Yearly physical exams…we all detest them, but we ALL need them! A friend’s bad report prompted my own visit to the doctor this week. One of the things discussed at the appointment was PMS and hormone imbalance—there is a connection between the two. PMS is not just something that happens randomly to women without cause or remedy. Many times there is a hormone imbalance that needs to be checked in order to correct it.
Hormones need to be in balance, so ask your doctor to do a hormone profile to see what your levels are for thyroid hormone, DHEA, cortisol, estradiol, progesterone and testosterone. If one of these is out of kilter, the others are affected too and pre-menstrual symptoms could get out of hand. A hormone specialist, or even your personal doctor, should know how to test you, or you can now order home test kits and take the results to your doctor. Home test kits usually work with saliva or urine samples, and some are tests that require a "blood spot" requiring a little finger prick.
Both women who have suffered from PMS and women who have suffered from menopausal symptoms, will identify with the main symptoms of estrogen dominance: weight gain, bloating, mood swings, irritability, tender breasts, headaches, fatigue, depression, hypoglycemia, uterine fibroids, endometriosis, and fibrocystic breasts. Estrogen dominance is known to cause and/or contribute to cancer of the breast, ovary and endometrium (uterus).
In the ten to fifteen years before menopause, many women regularly have anovulatory cycles in which they make enough estrogen to create menstruation, but they don't make any progesterone, which can set the stage for estrogen dominance. Using progesterone cream during anovulatory months can help prevent the symptoms of PMS. Using a natural progesterone cream has personally worked for me and has reduced my PMS symptoms dramatically. Ask your doctor how often and how much to use for your personal situation. Most of the time the progesterone cream is applied to the skin once a day during days 14-28 of the cycle.
Sometimes women often try to supplement randomly with herbs and vitamins in an effort to generate production of one of the hormones, but it's not wise. Too much of a good thing could fuel growth of cancer cells. Additionally, you might grow hair in places you shouldn't (like your chest) and lose it places you want to keep it (like your head).

• WHAT YOU WILL DO
1. In the passage on PMS and hormones, repeat the part starting at "Hormones need to" and ending at "little finger prick.", substituting "physician" for "doctor".
2. Answer these questions from the passage on PMS and hormones:
(a) What samples do home test kits usually use?
(b) On which days of the cycle is progesterone cream most often applied, and how often?
(c) Besides possibly fueling cancer cells, what hair changes can result from supplementing randomly with herbs and vitamins?

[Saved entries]
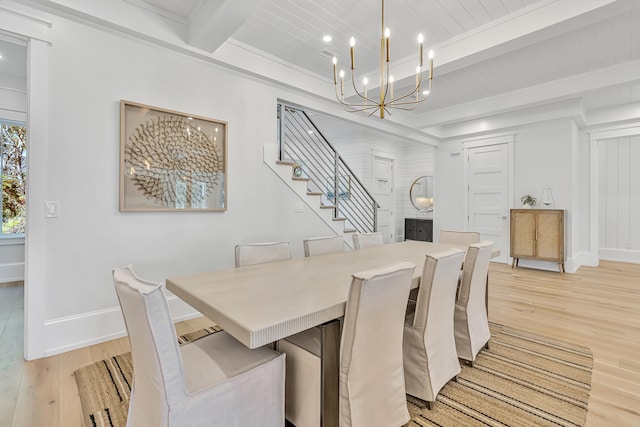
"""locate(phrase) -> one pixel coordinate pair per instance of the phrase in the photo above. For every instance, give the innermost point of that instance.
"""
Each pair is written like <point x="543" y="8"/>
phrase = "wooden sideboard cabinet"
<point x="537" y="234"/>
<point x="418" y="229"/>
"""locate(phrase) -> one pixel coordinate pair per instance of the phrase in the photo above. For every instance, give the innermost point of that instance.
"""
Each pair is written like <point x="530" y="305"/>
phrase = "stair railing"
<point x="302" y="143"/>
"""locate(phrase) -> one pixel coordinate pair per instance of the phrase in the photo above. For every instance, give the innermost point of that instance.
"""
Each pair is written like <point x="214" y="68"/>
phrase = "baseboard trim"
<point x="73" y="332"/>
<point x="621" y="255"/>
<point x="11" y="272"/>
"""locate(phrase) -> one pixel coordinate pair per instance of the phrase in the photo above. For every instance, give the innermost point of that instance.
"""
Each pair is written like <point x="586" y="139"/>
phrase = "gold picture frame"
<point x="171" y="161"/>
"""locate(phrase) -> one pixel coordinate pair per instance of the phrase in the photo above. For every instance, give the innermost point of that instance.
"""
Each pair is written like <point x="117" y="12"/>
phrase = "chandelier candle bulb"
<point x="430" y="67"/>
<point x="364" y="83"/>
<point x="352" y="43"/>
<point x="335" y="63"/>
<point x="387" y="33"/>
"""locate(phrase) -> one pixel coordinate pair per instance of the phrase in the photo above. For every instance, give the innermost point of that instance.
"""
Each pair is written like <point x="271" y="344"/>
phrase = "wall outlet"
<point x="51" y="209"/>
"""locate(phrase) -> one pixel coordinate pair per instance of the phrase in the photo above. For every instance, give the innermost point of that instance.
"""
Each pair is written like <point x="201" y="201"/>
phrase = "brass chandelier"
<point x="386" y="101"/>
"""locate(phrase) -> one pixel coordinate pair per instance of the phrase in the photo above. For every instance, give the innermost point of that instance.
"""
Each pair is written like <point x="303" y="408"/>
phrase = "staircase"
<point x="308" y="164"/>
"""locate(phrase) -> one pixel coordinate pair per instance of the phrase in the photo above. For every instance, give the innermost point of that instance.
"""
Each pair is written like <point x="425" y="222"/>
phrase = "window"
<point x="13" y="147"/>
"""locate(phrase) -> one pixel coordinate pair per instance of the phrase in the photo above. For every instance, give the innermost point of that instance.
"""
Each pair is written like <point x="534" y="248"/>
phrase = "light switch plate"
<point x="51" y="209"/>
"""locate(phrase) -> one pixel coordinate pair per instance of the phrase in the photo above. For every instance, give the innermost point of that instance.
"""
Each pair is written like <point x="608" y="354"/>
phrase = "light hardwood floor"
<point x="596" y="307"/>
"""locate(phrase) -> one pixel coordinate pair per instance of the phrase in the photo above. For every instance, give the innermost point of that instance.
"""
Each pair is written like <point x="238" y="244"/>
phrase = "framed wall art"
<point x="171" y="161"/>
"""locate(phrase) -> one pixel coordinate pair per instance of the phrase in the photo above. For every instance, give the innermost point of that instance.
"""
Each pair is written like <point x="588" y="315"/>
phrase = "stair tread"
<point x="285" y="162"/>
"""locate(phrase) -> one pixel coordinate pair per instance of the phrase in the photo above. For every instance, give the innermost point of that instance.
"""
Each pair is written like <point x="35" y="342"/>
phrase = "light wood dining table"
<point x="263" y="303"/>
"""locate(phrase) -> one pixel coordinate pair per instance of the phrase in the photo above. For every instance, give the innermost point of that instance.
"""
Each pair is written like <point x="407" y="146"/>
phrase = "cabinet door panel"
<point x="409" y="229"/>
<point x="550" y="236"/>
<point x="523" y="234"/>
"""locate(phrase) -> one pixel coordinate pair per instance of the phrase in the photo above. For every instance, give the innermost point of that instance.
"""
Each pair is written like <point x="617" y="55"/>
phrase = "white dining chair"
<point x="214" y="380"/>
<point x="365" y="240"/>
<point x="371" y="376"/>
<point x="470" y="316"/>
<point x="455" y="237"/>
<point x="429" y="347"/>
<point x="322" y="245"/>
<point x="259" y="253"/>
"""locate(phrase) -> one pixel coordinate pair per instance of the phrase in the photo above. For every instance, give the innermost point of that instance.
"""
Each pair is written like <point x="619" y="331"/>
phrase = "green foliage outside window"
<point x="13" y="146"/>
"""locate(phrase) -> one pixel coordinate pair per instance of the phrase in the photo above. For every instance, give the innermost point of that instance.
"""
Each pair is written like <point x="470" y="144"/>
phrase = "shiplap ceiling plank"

• EXERCISE ANSWERS
1.
Hormones need to be in balance, so ask your physician to do a hormone profile to see what your levels are for thyroid hormone, DHEA, cortisol, estradiol, progesterone and testosterone. If one of these is out of kilter, the others are affected too and pre-menstrual symptoms could get out of hand. A hormone specialist, or even your personal physician, should know how to test you, or you can now order home test kits and take the results to your physician. Home test kits usually work with saliva or urine samples, and some are tests that require a "blood spot" requiring a little finger prick.

2.
(a) Saliva or urine samples, and some tests use a "blood spot" from a finger prick.
(b) Once a day during days 14-28 of the cycle.
(c) Hair can grow in places it shouldn't, like the chest, and be lost where it is wanted, like the head.